■ Given problem
Convert all of the data below into a JSON list of strings with one string per line. Omit blank lines and leave the pictures out.
-- BEGIN Records to use --
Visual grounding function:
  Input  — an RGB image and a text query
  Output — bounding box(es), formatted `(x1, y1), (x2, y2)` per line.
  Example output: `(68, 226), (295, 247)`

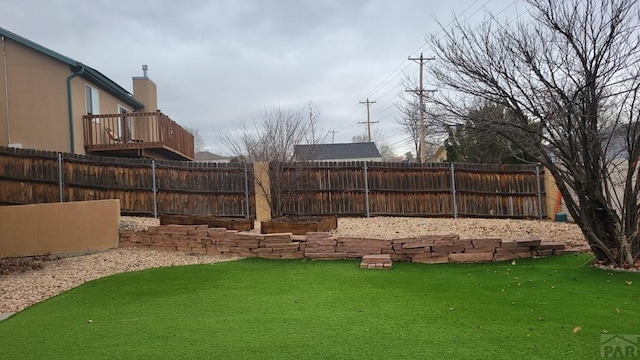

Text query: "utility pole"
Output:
(329, 130), (338, 144)
(406, 53), (436, 164)
(358, 98), (377, 142)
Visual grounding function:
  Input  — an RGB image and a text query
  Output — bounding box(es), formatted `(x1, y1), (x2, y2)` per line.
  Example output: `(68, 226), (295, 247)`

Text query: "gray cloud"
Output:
-- END Records to use --
■ Result
[
  "Visual grounding function:",
  "  Input  — an RGB image and a text query",
  "  Output — bounding box(es), formatted `(x1, y1), (x2, y2)` per line.",
  "  Example output: `(68, 226), (295, 247)`",
  "Text query: \"utility pole\"",
  "Output:",
  "(329, 130), (338, 144)",
  "(406, 53), (436, 164)",
  "(358, 98), (377, 142)",
  "Visual grounding function:",
  "  Input  — an RGB image and a text query",
  "  Output — bounding box(es), formatted `(x1, y1), (x2, y2)` per line.",
  "  Example output: `(68, 226), (295, 247)`",
  "Text query: \"gray cloud\"",
  "Output:"
]